▶ **Stated goal a**
Transcribe word for word the lines of the listing below that run from the line containing "Would you mind marking the white" through the end of the listing, including both ends.

▶ **Text shown**
>>>>

Question

A botanist wishes to estimate the mean number of seeds for a certain fruit. She samples 11 specimens and finds the average number of seeds is 47 with a standard deviation of 7. Construct a 98% confidence interval for the mean number of seeds for the species using the appropriate critical value to three decimal places.
Enter your answer as equations or as numbers rounded to four decimal places.
Lower bound of CI =
Upper bound of CI =

What conditions are required for the validity of the interval?

A. μ known
B. normal population
C. random sample
D. σ known

Answer 1

Answer:

a)The 98% of confidence intervals are

Lower bound of CI = 47 -3.82436 = 43.1756

Upper bound of CI = 47 + 3.82436 = 50.8243

b) The conditions are required for the validity of the interval

A) μ known

Step-by-step explanation:

Explanation:-

The given sample size is 'n' =11

Given the average number of seeds is 47 with a standard deviation of 7

Sample mean (x⁻) = 47

Standard deviation (S) = 7

The 98% of confidence intervals are

$(x^{-} - t_{0.02} \frac{S}{\sqrt{n} } , x^{-} + t_{0.02}\frac{S}{\sqrt{n} } )$

$(47 - t_{0.02} \frac{7}{\sqrt{11} } , 47+ t_{0.02}\frac{7}{\sqrt{11} } )$

The degrees of freedom = n-1 =11-1 =10

t₀.₀₂= 1.812 ( from t - table)

<<<<

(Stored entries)
>>>>

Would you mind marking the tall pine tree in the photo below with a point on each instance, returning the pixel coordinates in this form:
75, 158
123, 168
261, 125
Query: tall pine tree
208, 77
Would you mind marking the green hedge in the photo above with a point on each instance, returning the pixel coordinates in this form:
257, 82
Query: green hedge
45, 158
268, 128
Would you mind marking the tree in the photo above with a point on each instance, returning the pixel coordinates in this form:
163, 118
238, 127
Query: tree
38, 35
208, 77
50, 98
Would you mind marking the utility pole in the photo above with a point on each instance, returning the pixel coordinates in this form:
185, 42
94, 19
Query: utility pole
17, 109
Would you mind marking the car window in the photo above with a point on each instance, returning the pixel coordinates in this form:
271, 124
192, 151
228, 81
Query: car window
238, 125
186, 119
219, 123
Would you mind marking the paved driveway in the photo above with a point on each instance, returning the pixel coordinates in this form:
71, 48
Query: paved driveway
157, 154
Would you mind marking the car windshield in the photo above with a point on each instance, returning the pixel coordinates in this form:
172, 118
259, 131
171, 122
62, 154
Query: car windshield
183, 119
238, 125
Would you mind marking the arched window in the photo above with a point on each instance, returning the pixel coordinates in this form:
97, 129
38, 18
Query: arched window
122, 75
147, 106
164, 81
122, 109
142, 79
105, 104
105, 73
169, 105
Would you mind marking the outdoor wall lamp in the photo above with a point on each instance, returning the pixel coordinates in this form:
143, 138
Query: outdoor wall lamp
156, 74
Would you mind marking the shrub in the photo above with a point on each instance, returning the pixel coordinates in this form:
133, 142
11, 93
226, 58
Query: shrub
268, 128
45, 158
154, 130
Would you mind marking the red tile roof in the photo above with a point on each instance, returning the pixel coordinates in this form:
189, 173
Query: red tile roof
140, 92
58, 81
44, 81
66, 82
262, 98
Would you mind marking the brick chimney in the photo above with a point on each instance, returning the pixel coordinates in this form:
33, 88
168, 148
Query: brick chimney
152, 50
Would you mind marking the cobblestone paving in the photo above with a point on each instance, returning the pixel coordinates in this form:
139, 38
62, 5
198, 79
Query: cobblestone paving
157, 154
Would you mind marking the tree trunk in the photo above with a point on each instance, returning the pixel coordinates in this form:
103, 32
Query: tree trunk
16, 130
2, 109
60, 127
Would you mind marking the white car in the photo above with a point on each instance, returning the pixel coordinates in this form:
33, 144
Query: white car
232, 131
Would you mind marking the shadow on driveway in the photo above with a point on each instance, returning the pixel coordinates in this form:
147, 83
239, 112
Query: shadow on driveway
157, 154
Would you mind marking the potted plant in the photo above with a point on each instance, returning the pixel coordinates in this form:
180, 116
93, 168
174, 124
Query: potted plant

<<<<

▶ **Stated goal b**
Pick up the worked solution to the seed-count confidence interval and write the next part after its last line.

▶ **Written response a**
Would you mind marking the white car in the photo above with a point on each instance, returning the pixel coordinates in this form:
33, 144
Query: white car
232, 131
Would you mind marking the shadow on driveway in the photo above with a point on each instance, returning the pixel coordinates in this form:
147, 83
239, 112
Query: shadow on driveway
157, 154
Would you mind marking the potted plant in the photo above with a point on each instance, returning the pixel coordinates in this form:
180, 116
93, 168
174, 124
Query: potted plant

▶ **Written response b**
now the intervals are

$(47 - 1.812 \frac{7}{\sqrt{11} } , 47+ 1.812\frac{7}{\sqrt{11} } )$

Lower bound of CI = 47 -3.82436 = 43.1756

Upper bound of CI = 47 + 3.82436 = 50.8243

The conditions are required for the validity of the interval

A) μ known

Explanation:-

If a random sample xi of size 'n' has been drawn from a normal population with a specified mean (μ) known.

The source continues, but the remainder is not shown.